### Data supplied
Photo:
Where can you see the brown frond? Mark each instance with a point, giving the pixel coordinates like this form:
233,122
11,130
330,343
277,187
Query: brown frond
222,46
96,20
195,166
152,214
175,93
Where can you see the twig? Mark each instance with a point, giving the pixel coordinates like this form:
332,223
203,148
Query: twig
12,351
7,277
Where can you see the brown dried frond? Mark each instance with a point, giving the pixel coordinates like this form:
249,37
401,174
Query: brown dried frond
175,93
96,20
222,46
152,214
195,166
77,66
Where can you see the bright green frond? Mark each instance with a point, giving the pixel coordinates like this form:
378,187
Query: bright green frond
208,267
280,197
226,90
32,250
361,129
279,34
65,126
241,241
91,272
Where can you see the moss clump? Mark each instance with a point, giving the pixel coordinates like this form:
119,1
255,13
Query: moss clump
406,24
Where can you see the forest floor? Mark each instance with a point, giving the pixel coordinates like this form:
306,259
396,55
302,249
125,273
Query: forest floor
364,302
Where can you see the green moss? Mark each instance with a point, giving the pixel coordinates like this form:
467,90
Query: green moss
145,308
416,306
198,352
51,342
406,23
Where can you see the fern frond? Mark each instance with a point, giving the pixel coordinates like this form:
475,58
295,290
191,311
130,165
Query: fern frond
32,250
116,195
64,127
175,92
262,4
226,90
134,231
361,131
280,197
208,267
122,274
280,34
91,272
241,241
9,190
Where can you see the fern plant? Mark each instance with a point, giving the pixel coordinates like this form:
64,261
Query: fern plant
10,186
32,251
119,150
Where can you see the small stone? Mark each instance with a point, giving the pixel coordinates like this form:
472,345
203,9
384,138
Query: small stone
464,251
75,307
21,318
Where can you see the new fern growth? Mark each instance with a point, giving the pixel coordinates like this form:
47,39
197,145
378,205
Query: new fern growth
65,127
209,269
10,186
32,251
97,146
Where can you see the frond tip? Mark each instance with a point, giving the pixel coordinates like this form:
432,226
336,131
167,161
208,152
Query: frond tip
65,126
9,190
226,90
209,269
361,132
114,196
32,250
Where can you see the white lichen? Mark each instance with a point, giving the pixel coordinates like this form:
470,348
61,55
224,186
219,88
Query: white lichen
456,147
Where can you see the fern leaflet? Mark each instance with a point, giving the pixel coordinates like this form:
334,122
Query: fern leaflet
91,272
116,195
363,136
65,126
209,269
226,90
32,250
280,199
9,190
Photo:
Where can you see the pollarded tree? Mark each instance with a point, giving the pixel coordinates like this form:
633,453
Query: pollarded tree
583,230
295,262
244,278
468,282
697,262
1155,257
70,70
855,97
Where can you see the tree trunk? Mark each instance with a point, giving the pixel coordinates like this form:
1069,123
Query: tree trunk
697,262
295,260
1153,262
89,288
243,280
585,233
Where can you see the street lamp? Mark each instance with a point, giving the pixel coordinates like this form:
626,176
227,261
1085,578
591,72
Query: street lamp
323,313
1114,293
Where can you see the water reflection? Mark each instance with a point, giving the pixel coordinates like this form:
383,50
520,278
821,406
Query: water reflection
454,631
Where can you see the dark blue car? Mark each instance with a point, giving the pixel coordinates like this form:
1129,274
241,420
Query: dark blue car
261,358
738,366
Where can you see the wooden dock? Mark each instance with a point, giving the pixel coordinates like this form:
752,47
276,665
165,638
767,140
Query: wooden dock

### Request
Print the whole listing again, exactly.

### The completed task
Photo:
Where can you see the brown frond? Mark each instance with a point, giving the pixel coordinates like this form:
233,122
11,130
330,343
277,187
Query: brown frond
222,46
96,20
195,166
152,214
175,93
Where can you see the twig? Mark each instance with a point, giving the pixel coordinates like this form:
332,223
203,148
Query: twig
12,351
7,277
Where can you see the brown dried frond? Mark each instance with a point, giving the pixel coordinates like this form:
249,37
401,174
Query: brown dried frond
175,93
96,20
222,46
152,214
195,166
77,66
Where can you see the bright green frond? Mark each instance with a point, giving the pixel coordinates like this form:
378,187
Query: bright green frond
208,267
280,197
226,90
32,250
361,129
279,34
65,126
241,241
91,272
Where can you see the moss clump? Mark each instance with a point, giving the pixel coordinates like this form:
119,1
255,13
Query: moss clump
406,24
Where can you see the forest floor? Mark each instance with a point, giving the pixel coordinates like this form:
306,259
396,55
302,249
125,273
Query: forest floor
364,302
Where can you see the green moss? Mark each instance with a point, giving the pixel coordinates like this form:
467,90
Query: green moss
145,308
416,306
198,352
51,342
406,23
Where can you see the fern frond? Mark each instance with a point, giving the pixel coordinates like this form:
475,58
295,290
191,311
130,165
Query: fern frond
32,250
116,195
64,127
175,92
262,4
226,90
134,231
361,131
280,197
208,267
122,274
280,34
91,272
241,241
9,190
Where can you see the fern plant? Mark each instance with a point, giving the pixel coordinates like this form:
64,261
Query: fern plant
10,186
32,251
119,150
Where can you see the small stone? Mark each instance with a point, giving the pixel coordinates like this form:
472,345
203,9
384,138
Query: small stone
464,251
75,307
21,318
Where can you see the new fern growth? Mark each instance with a point, giving the pixel coordinates like this form:
47,39
197,145
378,205
Query: new fern growth
65,127
209,269
10,186
32,251
97,146
Where can you see the frond tip? Mark each instance with a point, giving the pixel coordinates like this form:
432,226
336,131
167,161
208,152
Query: frond tip
65,126
9,190
226,90
209,269
361,132
114,196
32,250
Where can you see the white lichen? Mark each instance with a point, giving the pixel coordinates like this form:
470,348
61,55
224,186
219,88
Query: white lichen
456,147
Where can you see the fern leaflet? Mark each instance with a point, giving the pixel coordinates like this form:
334,122
Query: fern leaflet
91,272
116,195
363,136
65,126
209,269
226,90
32,250
280,199
9,190
Photo:
Where can you see the pollarded tree? Mark each instance with a point, giving the pixel coordinates like this form:
633,453
Query: pollarded tree
583,230
295,262
244,278
468,282
697,262
1155,257
70,70
855,97
Where can you see the tree trunk? Mark each instance with a point, giving the pixel coordinates like this form:
1069,123
Query: tree trunk
697,262
295,260
1153,262
89,288
243,280
585,233
Where can you see the street lamp? Mark each instance with a point, giving the pixel coordinates like this form:
626,176
227,261
1085,578
591,72
Query: street lamp
323,313
1114,293
Where can you see the water reflection? Mark each instance with a point, giving the pixel coordinates like this form:
383,50
520,278
821,406
Query: water reflection
454,631
Where can you see the dark blue car? Mark each instance with a point, giving the pixel coordinates like this form:
1129,274
241,420
Query: dark blue car
261,358
738,366
Where can you see the wooden dock? Mark each instance with a point, giving the pixel coordinates like this form:
752,47
276,665
165,638
767,140
Query: wooden dock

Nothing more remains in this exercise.